#### STORED RECORDS:
⟨

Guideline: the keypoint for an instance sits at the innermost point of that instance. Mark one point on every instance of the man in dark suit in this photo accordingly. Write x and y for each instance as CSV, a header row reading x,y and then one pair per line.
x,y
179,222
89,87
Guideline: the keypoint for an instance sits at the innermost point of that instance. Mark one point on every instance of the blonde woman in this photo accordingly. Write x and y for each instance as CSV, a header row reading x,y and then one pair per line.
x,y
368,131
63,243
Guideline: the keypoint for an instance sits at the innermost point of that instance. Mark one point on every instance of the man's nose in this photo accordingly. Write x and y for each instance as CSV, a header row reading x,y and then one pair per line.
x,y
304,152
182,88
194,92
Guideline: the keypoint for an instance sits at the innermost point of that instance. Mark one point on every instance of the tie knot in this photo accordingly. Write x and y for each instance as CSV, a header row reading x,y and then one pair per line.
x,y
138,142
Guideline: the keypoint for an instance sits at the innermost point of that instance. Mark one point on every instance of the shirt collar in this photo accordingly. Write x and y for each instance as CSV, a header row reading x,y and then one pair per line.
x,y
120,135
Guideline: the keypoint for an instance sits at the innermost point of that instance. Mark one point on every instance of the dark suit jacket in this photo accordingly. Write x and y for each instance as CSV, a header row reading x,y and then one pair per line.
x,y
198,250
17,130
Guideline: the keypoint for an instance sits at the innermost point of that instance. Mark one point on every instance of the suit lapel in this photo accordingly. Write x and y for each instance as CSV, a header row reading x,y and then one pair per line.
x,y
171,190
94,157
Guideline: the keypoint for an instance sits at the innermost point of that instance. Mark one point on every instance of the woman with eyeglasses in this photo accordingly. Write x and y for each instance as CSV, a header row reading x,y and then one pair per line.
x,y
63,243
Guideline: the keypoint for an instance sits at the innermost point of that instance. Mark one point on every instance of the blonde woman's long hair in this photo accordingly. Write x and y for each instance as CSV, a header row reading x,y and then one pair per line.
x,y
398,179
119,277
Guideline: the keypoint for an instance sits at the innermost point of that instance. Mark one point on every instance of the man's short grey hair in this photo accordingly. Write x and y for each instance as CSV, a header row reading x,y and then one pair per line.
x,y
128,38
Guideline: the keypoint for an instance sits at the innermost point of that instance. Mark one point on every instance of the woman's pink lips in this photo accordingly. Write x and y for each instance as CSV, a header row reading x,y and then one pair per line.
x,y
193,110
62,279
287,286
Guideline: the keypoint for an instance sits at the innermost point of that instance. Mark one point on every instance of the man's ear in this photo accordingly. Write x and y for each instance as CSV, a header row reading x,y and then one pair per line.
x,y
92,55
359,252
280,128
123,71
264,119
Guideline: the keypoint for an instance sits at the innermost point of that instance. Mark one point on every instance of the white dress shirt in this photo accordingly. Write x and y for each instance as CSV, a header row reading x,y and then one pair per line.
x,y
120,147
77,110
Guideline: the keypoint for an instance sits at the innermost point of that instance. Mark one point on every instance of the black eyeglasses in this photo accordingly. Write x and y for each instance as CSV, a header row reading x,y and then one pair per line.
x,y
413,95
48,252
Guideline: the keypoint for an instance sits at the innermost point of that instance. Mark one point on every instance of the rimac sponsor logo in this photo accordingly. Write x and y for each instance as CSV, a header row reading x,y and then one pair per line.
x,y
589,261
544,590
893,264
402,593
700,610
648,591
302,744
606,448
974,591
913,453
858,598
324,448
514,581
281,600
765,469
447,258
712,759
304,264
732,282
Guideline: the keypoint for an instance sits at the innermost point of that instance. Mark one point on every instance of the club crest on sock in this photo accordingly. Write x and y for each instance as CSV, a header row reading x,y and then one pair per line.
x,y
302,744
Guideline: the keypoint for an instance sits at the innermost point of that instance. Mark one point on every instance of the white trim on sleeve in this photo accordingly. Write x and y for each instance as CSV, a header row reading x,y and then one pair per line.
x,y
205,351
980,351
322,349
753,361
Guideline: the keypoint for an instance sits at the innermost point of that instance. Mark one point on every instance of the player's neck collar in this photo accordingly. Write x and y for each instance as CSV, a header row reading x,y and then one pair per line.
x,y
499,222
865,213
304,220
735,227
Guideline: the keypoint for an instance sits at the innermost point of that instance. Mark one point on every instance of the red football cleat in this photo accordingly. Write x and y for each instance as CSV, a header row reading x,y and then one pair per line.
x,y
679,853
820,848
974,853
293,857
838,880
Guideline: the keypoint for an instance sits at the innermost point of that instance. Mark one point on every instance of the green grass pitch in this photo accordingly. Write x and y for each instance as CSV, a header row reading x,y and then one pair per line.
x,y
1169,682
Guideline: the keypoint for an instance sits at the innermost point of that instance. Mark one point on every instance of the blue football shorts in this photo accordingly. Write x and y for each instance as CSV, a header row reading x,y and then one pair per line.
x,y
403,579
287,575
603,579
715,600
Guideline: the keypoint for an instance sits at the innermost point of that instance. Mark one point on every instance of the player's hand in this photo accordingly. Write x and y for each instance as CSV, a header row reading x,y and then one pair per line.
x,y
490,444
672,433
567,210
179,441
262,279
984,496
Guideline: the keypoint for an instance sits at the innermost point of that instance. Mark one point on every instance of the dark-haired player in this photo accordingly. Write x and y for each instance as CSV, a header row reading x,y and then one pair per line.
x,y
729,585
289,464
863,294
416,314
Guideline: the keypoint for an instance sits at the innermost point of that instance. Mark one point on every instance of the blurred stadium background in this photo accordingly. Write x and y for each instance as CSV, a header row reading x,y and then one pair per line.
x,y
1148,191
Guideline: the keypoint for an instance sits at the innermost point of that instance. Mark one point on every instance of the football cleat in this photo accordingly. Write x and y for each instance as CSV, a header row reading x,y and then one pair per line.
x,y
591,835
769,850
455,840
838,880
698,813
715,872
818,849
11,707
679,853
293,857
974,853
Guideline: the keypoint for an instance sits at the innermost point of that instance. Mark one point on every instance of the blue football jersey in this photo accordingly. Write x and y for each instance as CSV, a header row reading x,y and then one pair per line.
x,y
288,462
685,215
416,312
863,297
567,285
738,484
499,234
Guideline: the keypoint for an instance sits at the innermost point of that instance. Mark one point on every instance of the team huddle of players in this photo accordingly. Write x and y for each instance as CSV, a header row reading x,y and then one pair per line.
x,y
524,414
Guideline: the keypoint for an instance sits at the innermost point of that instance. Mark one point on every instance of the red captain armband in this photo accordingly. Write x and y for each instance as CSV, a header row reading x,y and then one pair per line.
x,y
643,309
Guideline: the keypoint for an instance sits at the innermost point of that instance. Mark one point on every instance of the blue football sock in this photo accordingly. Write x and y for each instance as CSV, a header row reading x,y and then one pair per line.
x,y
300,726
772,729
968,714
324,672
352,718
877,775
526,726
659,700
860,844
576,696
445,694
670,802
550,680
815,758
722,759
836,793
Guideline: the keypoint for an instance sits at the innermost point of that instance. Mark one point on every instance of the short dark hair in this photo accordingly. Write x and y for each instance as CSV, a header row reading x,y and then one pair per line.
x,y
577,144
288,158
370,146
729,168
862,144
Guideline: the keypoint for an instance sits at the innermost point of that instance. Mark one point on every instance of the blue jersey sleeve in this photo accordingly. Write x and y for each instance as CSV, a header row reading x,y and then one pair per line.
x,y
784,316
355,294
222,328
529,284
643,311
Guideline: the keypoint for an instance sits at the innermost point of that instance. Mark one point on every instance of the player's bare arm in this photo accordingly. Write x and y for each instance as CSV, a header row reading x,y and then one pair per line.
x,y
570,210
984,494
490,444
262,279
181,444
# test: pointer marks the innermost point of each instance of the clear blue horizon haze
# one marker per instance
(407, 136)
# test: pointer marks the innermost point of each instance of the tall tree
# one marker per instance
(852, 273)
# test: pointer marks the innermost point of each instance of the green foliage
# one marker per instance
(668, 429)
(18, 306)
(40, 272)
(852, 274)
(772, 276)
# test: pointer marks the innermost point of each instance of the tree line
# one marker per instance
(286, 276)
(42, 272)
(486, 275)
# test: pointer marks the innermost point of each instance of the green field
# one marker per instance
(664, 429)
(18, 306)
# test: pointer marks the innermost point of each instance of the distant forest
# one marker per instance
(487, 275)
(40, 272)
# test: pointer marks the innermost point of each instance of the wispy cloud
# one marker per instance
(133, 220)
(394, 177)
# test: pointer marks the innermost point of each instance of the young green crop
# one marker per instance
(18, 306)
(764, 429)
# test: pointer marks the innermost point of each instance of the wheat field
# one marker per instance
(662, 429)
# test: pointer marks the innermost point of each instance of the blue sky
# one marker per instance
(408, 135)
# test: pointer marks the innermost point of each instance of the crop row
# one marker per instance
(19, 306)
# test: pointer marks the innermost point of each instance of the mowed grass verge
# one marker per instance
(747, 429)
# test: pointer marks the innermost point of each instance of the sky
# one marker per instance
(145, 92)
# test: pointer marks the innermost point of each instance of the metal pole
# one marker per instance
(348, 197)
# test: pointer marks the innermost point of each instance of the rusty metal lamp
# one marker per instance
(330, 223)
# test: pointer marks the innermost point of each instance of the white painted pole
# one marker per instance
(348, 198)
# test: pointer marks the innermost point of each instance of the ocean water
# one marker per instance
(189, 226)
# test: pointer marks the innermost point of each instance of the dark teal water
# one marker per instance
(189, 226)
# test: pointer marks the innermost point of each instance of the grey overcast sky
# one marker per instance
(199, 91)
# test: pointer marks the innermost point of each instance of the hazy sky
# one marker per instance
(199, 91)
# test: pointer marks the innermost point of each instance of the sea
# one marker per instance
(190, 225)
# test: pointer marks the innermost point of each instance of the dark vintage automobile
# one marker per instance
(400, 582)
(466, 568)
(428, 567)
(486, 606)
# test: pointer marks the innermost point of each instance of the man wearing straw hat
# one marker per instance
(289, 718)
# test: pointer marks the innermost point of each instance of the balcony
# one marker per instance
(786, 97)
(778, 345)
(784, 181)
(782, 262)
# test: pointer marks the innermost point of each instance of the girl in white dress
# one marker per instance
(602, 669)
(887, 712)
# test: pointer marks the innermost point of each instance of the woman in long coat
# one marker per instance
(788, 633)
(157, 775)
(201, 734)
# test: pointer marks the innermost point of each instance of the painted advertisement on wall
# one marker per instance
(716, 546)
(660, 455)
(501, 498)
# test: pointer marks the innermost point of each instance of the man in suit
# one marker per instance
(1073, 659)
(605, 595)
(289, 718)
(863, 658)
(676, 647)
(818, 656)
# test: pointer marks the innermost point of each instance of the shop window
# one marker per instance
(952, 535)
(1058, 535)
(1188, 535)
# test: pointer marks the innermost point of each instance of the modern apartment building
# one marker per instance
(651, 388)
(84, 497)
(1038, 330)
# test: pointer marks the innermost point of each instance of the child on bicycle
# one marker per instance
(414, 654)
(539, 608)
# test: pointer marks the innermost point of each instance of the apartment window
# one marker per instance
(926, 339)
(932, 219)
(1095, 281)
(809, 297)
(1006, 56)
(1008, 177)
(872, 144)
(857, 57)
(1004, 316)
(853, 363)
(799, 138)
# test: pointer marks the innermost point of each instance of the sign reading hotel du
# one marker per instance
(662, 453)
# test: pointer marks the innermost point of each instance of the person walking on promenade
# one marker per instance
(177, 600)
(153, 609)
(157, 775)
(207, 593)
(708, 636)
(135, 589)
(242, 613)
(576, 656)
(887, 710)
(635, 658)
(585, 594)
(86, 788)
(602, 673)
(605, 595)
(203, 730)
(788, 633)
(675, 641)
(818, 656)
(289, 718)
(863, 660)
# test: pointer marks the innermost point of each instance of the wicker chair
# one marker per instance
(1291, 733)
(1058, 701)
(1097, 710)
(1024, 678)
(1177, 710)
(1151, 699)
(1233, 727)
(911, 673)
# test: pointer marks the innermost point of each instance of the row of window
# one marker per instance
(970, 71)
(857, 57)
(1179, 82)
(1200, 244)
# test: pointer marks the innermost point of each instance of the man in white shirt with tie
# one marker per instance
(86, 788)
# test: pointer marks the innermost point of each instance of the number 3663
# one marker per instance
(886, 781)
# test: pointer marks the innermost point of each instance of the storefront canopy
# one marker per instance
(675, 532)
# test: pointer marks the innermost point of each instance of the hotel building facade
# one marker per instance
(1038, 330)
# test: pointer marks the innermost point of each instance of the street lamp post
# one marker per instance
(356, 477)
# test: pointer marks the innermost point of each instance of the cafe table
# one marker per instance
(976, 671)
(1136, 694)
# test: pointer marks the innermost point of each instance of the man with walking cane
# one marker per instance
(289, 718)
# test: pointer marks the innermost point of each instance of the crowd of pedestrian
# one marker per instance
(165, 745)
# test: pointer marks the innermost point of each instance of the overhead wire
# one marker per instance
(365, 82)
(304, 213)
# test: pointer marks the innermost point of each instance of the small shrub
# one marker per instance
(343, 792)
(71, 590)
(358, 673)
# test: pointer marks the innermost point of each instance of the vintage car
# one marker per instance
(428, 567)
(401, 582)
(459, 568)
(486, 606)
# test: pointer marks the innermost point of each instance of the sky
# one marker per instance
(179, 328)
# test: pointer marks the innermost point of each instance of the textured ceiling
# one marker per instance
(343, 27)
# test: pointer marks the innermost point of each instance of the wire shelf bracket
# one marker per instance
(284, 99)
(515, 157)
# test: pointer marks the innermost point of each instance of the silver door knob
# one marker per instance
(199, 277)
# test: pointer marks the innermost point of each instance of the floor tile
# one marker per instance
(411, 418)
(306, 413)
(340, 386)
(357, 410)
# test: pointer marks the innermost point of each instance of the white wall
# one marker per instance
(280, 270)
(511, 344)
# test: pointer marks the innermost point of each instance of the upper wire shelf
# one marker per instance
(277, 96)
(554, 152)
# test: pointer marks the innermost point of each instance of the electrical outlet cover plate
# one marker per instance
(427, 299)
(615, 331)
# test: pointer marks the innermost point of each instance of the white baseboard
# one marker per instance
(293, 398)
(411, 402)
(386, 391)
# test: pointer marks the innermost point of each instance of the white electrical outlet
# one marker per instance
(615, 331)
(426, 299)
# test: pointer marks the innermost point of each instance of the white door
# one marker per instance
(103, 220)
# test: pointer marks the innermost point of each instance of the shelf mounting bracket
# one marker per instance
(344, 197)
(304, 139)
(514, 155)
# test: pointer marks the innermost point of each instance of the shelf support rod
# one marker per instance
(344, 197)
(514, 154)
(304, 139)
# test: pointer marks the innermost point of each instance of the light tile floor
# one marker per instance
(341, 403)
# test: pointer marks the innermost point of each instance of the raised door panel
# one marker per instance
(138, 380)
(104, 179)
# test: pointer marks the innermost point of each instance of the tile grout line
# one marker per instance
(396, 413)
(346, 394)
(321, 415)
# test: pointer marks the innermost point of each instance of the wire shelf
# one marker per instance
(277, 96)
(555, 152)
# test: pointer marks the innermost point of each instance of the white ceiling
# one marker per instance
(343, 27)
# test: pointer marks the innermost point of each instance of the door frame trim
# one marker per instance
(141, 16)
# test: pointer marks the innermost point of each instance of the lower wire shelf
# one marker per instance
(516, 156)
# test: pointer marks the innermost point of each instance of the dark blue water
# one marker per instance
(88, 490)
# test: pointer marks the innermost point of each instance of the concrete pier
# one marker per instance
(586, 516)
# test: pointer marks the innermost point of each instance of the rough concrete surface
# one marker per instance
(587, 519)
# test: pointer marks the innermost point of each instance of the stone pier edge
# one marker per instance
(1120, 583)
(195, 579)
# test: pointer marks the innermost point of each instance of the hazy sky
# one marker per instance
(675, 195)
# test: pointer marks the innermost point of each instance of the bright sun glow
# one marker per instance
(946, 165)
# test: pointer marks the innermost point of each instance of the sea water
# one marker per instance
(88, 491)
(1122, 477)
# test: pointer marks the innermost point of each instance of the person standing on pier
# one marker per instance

⟩

#### BRIEF:
Arrange the stretch of the records from the line containing "bright sun glow" through the end of the records as a JSON list of strings, with one string per line and blank lines omitted.

#### RESULT OF THE EXERCISE:
[
  "# test: pointer marks the innermost point of each instance of the bright sun glow",
  "# one marker per instance",
  "(946, 165)",
  "# test: pointer marks the innermost point of each instance of the sea water",
  "# one marker per instance",
  "(88, 491)",
  "(1122, 477)",
  "# test: pointer marks the innermost point of each instance of the person standing on pier",
  "# one marker per instance"
]